Excerpt:
-- begin --

Impossible to automatically add a menu / table of content to this notebook.
You can download "jyquickhelper" package with: 
"pip install jyquickhelper"

How to implement redispatching actions¶

Having a suitable environment¶

By default, some environments do not specify the cost of generators, their maximum and minimum production values, etc. In this case it is not possible to redispatching in grid2op.

To know more about what is needed for using redispatching, it is advised to look at this help online : https://grid2op.readthedocs.io/en/latest/space.html#grid2op.Space.GridObjects.redispatching_unit_commitment_availble for the most recent documentation. When this notebook was created, what was needed was:

"gen_type": the type of generator
"gen_pmin": the minimum value a generator can produce
"gen_pmax" : the maximum value a generator can produce
"gen_redispatchable": whether this generator can be dispatched
"gen_max_ramp_up": the maximum increase of power a generator can have between two consecutive time steps
"gen_max_ramp_down": the maximum decrease of power a generator can have between two consecutive time steps
"gen_min_uptime": the minimum time a generator needs to be turned on (it's impossible to disconnect it if it's not connected for a least "gen_min_uptime" consecutive time step)
"gen_min_downtime": same as above, but for downtime
"gen_cost_per_MW": the generation cost. For each MW of electricity produced in a time step, this is the amount paid
"gen_startup_cost": the cost to start a generator
"gen_shutdown_cost": the cost to shutdown a generator

We made available a dedicated environment, based on the IEEE case14 powergrid that has all this features. It is advised to use this small environment for testing and getting familiar with redispatching.

This environment includes 5 generators, as the original case14 system. It has one solar generator and one wind generator (that cannot be dispatched), one nuclear powerplant (dispatchable) and 2 thermal generators (also dispatchable). Thus, redispatching is a problem of continuous control with 3 degress of freedom here.

In [3]:

env = grid2op.make("rte_case14_redisp", test=True)
print("Is this environment suitable for redispatching: {}".format(env.redispatching_unit_commitment_availble))

/home/benjamin/Documents/grid2op_dev/getting_started/grid2op/MakeEnv/Make.py:240: UserWarning: You are using a development environment. This environment is not intended for training agents.
  warnings.warn(_MAKE_DEV_ENV_WARN)

Is this environment suitable for redispatching: True

As we can see, this environment is suitable for redispatching. It means that all quantities described above are set (and visible).

In the L2RPN 2019 challenges, we rewarded participants based on the use of the powerlines. In next challenges, or for other uses of this platform where redispatching should be considered, it's better to consider the economic cost of the sytem as an evaluation metric. However, usually a cost should be minimized, while a reward should be maximized. To take this into account, a simple reward named "EconomicReward" has been created. It has the following properties:

it returns -1 if there has been a game over
otherwise (there has been no game over, no errors, etc) it is always strictly positive
maximizing this reward is equivalent to minimizing the cost

Note that this reward doesn't take into account the cost to perform a redispatching action. This reward can be used to build what is called an "economic dispatch", a problem that is particularly interesting for electricity producers but of lower interest for Transmission System Operators (as opposed to the topology).

-- end --

List of tasks:
a - Which generator attributes in the grid2op redispatching excerpt have "cost" in their names?
b - Write the next part of the grid2op redispatching excerpt, starting after its final sentence.
The material that follows has no connection to the grid2op redispatching excerpt.

Recorded information:
-- begin --

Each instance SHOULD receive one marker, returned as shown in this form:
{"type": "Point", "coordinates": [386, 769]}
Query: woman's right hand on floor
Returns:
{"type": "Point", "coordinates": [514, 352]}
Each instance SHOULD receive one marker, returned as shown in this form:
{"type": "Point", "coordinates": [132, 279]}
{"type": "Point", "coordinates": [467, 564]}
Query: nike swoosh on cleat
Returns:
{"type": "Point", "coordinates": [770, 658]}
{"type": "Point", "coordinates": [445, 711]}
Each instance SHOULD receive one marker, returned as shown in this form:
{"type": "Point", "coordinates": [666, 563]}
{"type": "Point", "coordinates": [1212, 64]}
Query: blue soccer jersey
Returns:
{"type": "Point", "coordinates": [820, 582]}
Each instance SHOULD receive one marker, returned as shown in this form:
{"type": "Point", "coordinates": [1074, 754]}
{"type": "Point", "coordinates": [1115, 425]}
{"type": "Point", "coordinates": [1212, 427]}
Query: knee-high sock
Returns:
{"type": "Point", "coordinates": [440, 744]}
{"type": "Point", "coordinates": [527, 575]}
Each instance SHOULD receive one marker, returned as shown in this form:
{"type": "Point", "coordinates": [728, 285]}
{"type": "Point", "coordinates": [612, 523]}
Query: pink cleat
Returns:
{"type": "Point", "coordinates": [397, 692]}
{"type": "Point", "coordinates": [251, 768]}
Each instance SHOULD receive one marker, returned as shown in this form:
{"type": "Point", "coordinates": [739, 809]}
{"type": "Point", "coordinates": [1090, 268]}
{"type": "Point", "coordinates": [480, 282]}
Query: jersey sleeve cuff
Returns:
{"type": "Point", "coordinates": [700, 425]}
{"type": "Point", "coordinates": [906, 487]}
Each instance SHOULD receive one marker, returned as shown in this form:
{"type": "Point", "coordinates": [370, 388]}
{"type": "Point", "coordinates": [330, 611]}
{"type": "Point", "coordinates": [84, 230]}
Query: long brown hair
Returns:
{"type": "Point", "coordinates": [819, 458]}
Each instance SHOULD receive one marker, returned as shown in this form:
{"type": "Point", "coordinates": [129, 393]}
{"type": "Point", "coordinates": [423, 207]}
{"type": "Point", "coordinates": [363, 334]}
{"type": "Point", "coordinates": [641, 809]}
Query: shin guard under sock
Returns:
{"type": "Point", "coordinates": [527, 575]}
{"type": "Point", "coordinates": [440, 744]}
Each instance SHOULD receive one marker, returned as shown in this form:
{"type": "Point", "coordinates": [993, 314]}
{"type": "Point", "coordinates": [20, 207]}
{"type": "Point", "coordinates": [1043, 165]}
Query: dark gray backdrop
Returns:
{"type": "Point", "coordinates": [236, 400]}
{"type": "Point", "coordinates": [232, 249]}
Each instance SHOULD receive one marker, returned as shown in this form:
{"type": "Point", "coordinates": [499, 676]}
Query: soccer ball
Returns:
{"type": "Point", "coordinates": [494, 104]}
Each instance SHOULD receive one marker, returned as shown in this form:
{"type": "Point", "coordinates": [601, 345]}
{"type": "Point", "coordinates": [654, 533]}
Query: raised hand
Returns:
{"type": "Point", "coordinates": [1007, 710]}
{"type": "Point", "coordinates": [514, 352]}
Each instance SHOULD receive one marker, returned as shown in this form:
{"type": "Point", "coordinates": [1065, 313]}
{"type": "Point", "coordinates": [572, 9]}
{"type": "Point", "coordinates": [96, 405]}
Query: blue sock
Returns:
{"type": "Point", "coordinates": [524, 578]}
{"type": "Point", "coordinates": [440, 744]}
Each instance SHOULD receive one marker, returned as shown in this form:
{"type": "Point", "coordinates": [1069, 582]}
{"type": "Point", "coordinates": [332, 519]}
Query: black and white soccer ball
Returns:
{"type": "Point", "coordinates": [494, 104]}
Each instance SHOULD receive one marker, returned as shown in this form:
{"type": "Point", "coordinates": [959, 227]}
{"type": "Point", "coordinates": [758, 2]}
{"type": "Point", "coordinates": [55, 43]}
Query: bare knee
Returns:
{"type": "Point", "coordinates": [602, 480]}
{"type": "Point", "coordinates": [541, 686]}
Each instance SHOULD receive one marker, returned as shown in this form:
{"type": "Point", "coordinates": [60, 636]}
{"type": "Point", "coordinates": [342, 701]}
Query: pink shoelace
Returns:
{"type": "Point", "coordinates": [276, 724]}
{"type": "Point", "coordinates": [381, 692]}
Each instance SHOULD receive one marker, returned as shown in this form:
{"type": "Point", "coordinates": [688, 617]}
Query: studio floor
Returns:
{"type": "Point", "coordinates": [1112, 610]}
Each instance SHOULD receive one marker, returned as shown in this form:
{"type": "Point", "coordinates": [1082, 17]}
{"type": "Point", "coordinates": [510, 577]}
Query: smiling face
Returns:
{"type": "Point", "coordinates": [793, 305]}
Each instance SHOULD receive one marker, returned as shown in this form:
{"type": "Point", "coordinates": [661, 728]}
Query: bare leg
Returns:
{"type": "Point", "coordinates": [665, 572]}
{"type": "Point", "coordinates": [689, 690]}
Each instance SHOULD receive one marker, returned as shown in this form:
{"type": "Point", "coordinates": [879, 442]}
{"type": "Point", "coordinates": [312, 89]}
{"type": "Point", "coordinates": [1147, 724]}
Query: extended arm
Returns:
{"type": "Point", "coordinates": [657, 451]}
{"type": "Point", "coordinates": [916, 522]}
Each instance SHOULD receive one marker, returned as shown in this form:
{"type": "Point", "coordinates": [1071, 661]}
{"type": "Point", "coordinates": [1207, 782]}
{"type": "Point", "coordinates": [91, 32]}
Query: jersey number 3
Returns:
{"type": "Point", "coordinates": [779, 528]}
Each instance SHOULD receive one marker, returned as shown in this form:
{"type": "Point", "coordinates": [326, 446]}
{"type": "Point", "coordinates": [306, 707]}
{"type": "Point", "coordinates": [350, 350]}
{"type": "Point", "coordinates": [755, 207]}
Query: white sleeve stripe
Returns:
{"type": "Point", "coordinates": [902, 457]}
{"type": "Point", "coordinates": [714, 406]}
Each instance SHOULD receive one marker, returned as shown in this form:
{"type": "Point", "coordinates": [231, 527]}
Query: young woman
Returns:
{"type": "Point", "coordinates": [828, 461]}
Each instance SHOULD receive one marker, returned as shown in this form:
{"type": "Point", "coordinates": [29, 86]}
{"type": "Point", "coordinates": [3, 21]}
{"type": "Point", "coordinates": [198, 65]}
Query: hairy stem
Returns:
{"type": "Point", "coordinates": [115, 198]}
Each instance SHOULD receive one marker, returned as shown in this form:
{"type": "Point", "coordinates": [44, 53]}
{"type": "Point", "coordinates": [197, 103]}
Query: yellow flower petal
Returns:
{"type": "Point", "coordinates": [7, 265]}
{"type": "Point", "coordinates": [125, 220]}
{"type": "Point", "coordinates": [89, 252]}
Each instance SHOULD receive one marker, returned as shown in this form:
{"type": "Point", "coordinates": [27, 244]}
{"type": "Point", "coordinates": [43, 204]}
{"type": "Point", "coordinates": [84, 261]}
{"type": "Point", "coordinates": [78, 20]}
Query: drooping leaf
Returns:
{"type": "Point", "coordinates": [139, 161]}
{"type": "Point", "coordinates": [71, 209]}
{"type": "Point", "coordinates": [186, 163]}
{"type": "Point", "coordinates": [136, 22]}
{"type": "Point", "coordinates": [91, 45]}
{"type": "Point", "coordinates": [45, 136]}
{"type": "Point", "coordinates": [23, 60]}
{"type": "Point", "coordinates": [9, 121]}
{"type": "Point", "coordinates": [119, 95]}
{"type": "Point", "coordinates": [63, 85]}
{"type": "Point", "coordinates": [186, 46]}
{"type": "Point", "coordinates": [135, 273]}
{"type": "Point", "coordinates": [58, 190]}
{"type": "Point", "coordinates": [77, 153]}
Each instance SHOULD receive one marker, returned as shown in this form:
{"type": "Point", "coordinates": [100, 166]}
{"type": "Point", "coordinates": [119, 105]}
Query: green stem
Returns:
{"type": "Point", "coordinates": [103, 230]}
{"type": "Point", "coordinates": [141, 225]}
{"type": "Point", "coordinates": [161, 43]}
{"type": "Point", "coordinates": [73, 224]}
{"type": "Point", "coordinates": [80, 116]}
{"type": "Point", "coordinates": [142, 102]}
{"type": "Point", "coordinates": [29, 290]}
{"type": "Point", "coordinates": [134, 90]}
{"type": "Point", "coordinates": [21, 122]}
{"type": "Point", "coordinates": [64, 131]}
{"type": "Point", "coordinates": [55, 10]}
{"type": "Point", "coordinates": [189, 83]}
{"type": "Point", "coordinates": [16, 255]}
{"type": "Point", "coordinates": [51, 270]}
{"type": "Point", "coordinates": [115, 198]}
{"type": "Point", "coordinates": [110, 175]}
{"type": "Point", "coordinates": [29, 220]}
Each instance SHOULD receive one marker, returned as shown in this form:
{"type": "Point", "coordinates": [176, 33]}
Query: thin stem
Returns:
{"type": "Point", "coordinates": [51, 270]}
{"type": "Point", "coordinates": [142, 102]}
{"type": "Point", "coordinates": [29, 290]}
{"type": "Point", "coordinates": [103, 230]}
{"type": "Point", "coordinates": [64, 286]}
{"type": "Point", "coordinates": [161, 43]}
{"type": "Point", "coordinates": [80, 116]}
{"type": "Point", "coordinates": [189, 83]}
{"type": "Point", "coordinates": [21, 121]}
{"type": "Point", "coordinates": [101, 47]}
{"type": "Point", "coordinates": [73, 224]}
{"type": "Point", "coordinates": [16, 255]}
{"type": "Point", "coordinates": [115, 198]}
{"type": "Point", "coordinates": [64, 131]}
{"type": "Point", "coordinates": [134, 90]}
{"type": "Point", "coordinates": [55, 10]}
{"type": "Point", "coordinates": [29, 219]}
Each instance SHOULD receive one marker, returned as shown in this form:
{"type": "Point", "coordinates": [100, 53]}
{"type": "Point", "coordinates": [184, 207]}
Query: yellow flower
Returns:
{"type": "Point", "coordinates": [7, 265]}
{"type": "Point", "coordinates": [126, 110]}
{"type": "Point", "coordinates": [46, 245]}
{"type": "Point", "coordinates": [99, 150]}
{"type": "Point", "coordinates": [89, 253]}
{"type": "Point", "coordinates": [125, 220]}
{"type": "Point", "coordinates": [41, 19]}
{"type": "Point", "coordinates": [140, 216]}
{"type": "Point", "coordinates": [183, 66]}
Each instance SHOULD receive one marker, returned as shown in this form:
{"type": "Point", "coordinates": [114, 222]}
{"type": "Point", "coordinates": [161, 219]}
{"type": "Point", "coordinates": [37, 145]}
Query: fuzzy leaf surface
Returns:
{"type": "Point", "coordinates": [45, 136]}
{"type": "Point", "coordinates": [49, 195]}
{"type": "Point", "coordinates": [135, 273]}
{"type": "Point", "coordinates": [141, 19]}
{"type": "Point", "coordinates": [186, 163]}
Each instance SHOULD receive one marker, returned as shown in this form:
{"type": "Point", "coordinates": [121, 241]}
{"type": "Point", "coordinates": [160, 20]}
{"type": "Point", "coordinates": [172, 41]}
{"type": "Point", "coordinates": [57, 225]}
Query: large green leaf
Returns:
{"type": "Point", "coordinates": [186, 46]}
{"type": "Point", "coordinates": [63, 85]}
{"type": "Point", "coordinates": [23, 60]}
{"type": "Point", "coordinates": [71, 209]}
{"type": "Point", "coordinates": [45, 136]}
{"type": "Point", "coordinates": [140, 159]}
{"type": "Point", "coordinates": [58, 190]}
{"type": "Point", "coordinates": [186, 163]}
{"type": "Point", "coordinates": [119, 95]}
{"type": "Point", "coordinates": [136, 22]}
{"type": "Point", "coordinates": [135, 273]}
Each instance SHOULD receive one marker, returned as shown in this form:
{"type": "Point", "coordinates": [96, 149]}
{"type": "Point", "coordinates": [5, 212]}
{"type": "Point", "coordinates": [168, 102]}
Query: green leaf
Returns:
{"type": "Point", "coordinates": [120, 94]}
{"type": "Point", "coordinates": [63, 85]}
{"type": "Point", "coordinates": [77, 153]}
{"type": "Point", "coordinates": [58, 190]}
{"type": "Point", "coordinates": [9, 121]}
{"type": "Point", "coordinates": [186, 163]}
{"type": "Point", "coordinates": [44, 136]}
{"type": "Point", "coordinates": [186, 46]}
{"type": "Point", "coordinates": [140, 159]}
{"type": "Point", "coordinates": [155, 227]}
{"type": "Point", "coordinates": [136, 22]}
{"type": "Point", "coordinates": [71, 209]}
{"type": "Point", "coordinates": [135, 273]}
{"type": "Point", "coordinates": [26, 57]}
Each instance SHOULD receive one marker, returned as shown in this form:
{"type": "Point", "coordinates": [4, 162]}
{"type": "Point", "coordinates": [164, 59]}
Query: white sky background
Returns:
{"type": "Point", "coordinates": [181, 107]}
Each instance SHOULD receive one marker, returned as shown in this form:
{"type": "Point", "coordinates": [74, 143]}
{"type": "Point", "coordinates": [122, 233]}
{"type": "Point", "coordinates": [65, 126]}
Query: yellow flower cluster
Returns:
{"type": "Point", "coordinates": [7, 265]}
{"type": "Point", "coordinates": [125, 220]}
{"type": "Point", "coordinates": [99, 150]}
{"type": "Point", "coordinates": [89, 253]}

-- end --

Results for each task:
a - "gen_cost_per_MW", "gen_startup_cost", "gen_shutdown_cost"

b -
Compared to standard "economic dispatch" problems, for now storages are not implemented (coming soon) and we don't fully take into account the startup cost, shutdown cost, as well as minimum downtime and minimum uptime (even though all of these features are implemented). Also, note that redispatching is implemented in differences, meaning that you first need to provide an economic dispatch, and then think in terms of variations from that point onward. This is the usage that will be explained in this notebook. For real unit commitment / economic dispatch problems, the key words "injections" / "prod_p" for the action would probably be more suited.

Redispatching implementation¶

Unlike topological actions, that are always feasible (this is an assumption that is made in this package), redispatching actions are limited by physical constraints on the generators. For example:

it is not possible for a generator to produce more (resp. less) than pmax (resp. pmin). Unlike the curent flow on the powerline, this is a strict physical constraint.
it is not possible, for the same physical limitations, to increase (or decrease) too much the value between two consecutive time steps.
redispatching actions stack with one another. It means that if you ask to increase the production of the generator 1 by $10MW$ at time step t, and by $20MW$ at time step $t+1$, it means that the set point at time step $t+1$ will be $+30MW$ higher than if no redispatching had been made (it would have been only $+10MW$ higher if the second redispatching action had not been performed).

That being said, a lot of thing can happen, that make redispatching a bit less trivial than topology:

When you do a redispatching action, you don't know what the time series of the environment look like. For example, say the pmax of generator 1 is 100. The setpoint of this generator at time t is $60MW$, and you want to increase its value by another $40MW$. This action is legal: $60+40 \leq pmax (=100) $. So at time $t$ everything is fine. Now let's suppose that the environment also moved the setpoint of this same generator from $60$ to be at $70MW$ at time $t+1$. With the redispatching action, this would mean that the setpoint would be $70+40 = 110 > pmax$. This is not possible. In this case, the redispatching action will be capped : instead of the desired redispatching of $+40$, only a smaller redispatching of $+30$ will be implemented on the powergrid.
Another problem can arise with the fundamental principle of power grid: power energy cannot be stored in a grid. At each time we then have $\sum \text{Prod} = \sum \text{Load} + \text{Losses}$. In this competition, the data is generated such that this condition holds (approximately) for all time steps. This means that if you ask for a redispatching of +xxx MW on a given generator, then the other ones must compensate and "absorb" xxx MW such that it sums to 0 overall.

Out of simplicity for the participants, there are some "automatons" that automatically transform an proposed redispatching action into a valid redispatching action. These automatons basically ensure that the two above-mentionned conditions hold. It explains the differences between "target_redispatching" which is the desired setpoint enter by the agent, and the "actual_redispatching" which is the one that has actually been implemented on the powergrid after it has been corrected by the automatons.

More cases for ambiguous actions¶

In [4]:

env.gen_redispatchable

Out[4]:

array([ True,  True, False, False,  True])

The above vector tells which generator is dispatchable and which is not. Any attempt to dispatch a generator that is not dispatchable leads to an ambiguous action.

In [5]:

act = env.action_space({"redispatch": [(2,+10)]})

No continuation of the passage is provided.